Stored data
##########

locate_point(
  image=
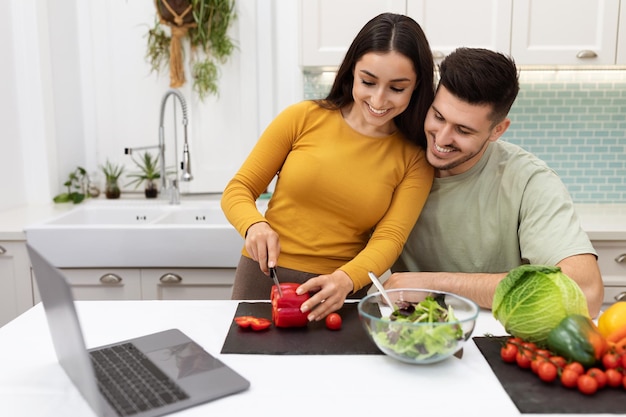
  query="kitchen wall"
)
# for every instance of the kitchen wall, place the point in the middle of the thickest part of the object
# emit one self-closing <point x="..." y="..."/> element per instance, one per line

##########

**EXERCISE OBJECTIVE**.
The finished copy should match the data above word for word and contain no pictures.

**COMPLETED TASK**.
locate_point(
  image=
  query="kitchen wall"
)
# for every instance of the kitchen wall, place the point in the middle of the thickest part of the object
# emit one self-closing <point x="..." y="..."/> element per instance, one per line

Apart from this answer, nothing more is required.